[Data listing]

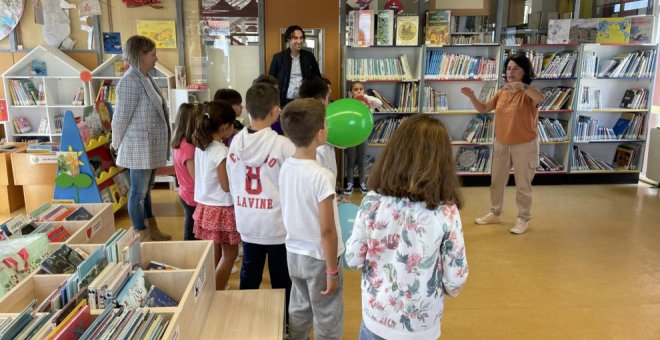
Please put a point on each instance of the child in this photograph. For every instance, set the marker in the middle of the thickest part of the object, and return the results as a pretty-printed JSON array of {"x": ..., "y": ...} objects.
[
  {"x": 233, "y": 98},
  {"x": 255, "y": 157},
  {"x": 214, "y": 215},
  {"x": 184, "y": 162},
  {"x": 407, "y": 237},
  {"x": 357, "y": 92},
  {"x": 313, "y": 244}
]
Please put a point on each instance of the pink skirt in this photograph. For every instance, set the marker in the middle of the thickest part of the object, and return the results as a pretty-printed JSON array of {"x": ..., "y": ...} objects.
[{"x": 217, "y": 224}]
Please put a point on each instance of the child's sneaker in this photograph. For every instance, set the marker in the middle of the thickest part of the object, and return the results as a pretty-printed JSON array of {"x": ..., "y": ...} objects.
[
  {"x": 520, "y": 227},
  {"x": 348, "y": 189},
  {"x": 490, "y": 218}
]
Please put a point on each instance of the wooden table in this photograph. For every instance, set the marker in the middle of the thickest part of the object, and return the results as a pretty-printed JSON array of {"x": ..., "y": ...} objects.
[{"x": 245, "y": 314}]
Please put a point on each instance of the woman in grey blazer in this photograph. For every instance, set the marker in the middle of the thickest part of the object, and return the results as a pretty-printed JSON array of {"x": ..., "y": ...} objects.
[{"x": 141, "y": 133}]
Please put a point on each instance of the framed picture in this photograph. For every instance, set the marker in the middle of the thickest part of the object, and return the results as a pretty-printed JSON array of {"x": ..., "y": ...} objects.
[{"x": 463, "y": 7}]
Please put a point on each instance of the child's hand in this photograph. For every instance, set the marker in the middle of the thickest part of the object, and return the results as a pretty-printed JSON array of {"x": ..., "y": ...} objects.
[
  {"x": 467, "y": 91},
  {"x": 332, "y": 283}
]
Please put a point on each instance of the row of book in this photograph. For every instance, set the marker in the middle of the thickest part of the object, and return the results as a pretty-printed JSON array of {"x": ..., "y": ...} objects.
[
  {"x": 474, "y": 159},
  {"x": 384, "y": 129},
  {"x": 441, "y": 65},
  {"x": 479, "y": 130},
  {"x": 629, "y": 126},
  {"x": 24, "y": 93},
  {"x": 557, "y": 98},
  {"x": 553, "y": 65},
  {"x": 76, "y": 323},
  {"x": 638, "y": 64},
  {"x": 369, "y": 28},
  {"x": 552, "y": 130},
  {"x": 378, "y": 69},
  {"x": 582, "y": 161}
]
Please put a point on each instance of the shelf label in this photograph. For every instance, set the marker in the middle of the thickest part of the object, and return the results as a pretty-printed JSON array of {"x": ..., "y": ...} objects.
[
  {"x": 43, "y": 159},
  {"x": 199, "y": 282}
]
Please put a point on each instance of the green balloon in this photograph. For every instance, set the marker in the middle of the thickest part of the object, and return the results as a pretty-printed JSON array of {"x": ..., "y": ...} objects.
[{"x": 349, "y": 122}]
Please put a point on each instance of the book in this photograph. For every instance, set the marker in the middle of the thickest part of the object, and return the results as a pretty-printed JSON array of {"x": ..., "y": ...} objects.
[
  {"x": 365, "y": 32},
  {"x": 22, "y": 125},
  {"x": 80, "y": 214},
  {"x": 407, "y": 30},
  {"x": 155, "y": 265},
  {"x": 64, "y": 260},
  {"x": 134, "y": 292},
  {"x": 613, "y": 31},
  {"x": 157, "y": 298},
  {"x": 559, "y": 31},
  {"x": 641, "y": 29},
  {"x": 38, "y": 68},
  {"x": 438, "y": 28},
  {"x": 385, "y": 27}
]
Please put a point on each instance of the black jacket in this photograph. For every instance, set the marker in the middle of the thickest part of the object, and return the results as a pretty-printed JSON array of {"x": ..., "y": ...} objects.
[{"x": 280, "y": 68}]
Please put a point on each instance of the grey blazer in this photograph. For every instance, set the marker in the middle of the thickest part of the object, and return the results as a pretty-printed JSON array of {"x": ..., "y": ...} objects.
[{"x": 140, "y": 123}]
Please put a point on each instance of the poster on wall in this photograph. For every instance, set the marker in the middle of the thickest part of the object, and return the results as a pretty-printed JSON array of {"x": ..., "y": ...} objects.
[
  {"x": 163, "y": 33},
  {"x": 10, "y": 13}
]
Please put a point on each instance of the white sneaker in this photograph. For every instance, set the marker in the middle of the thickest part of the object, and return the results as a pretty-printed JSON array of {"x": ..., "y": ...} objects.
[
  {"x": 520, "y": 227},
  {"x": 490, "y": 218}
]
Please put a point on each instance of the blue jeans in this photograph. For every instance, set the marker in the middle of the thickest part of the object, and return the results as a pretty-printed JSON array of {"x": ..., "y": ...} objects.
[
  {"x": 139, "y": 196},
  {"x": 366, "y": 334},
  {"x": 252, "y": 270},
  {"x": 188, "y": 222}
]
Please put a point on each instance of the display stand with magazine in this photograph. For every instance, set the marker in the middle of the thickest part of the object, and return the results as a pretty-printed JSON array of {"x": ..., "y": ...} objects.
[
  {"x": 86, "y": 170},
  {"x": 39, "y": 88}
]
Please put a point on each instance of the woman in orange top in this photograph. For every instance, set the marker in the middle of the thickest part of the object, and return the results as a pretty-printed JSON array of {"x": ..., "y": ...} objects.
[{"x": 516, "y": 139}]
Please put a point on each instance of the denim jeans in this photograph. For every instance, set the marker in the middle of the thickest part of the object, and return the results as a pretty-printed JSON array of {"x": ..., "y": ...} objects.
[
  {"x": 366, "y": 334},
  {"x": 139, "y": 197},
  {"x": 252, "y": 270},
  {"x": 188, "y": 222}
]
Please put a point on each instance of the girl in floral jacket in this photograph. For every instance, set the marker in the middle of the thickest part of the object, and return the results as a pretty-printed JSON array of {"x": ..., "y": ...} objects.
[{"x": 407, "y": 237}]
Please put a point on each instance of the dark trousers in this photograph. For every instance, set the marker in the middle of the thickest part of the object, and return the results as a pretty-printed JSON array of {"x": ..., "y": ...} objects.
[
  {"x": 188, "y": 222},
  {"x": 252, "y": 270}
]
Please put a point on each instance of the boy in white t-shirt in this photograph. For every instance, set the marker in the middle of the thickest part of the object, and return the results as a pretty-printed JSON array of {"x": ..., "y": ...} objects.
[
  {"x": 313, "y": 245},
  {"x": 255, "y": 157}
]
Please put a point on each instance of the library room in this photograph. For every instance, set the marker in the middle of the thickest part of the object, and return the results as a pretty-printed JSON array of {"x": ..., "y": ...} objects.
[{"x": 330, "y": 169}]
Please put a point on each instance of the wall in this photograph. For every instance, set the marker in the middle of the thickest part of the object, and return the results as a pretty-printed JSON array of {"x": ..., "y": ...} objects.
[{"x": 308, "y": 14}]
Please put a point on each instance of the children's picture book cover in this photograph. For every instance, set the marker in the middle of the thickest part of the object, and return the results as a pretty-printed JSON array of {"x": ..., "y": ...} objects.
[
  {"x": 641, "y": 29},
  {"x": 68, "y": 163},
  {"x": 112, "y": 43},
  {"x": 407, "y": 30},
  {"x": 583, "y": 31},
  {"x": 613, "y": 31},
  {"x": 385, "y": 28},
  {"x": 438, "y": 28},
  {"x": 559, "y": 31}
]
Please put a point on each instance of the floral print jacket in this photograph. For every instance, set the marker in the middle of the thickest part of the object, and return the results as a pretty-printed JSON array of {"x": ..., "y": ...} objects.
[{"x": 410, "y": 257}]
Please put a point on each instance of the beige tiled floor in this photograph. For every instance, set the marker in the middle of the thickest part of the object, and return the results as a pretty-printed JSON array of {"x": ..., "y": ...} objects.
[{"x": 588, "y": 268}]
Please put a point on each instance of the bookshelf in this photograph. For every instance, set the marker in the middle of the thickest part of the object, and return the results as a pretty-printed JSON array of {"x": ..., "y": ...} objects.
[
  {"x": 606, "y": 133},
  {"x": 40, "y": 100}
]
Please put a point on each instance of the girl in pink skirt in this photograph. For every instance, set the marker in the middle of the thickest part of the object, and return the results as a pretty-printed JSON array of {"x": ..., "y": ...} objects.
[{"x": 214, "y": 215}]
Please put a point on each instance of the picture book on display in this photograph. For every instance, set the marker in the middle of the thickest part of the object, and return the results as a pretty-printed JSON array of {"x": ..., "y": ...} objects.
[
  {"x": 438, "y": 28},
  {"x": 407, "y": 30},
  {"x": 385, "y": 28}
]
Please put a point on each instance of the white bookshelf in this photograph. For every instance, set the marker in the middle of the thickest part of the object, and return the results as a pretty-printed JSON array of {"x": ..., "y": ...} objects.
[{"x": 59, "y": 86}]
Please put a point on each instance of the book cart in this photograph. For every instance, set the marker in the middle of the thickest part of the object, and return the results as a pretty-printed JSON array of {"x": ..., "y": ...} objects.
[
  {"x": 37, "y": 98},
  {"x": 201, "y": 312}
]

■ INSTRUCTIONS FOR THE TASK ■
Please lay out the stretch from the line containing "Please put a point on each instance of the white bookshelf" through the end of the records as a numbered list, leaving out blank lines.

■ RESPONSE TO THIS EXERCISE ■
1. Please put a point on each instance of the white bookshelf in this photograph. For every instance, set the marker in the middle of the thickest part of the object, and return the results as a pretty-printed JSON array of {"x": ..., "y": ...} objects.
2. [{"x": 59, "y": 86}]
3. Please put a point on each instance of the book cart in this photograph. For every instance, set the marker in the middle of the thickest part of the object, and return the results as a pretty-printed JSON array of {"x": ..., "y": ...} objects.
4. [
5.   {"x": 37, "y": 98},
6.   {"x": 201, "y": 312}
7. ]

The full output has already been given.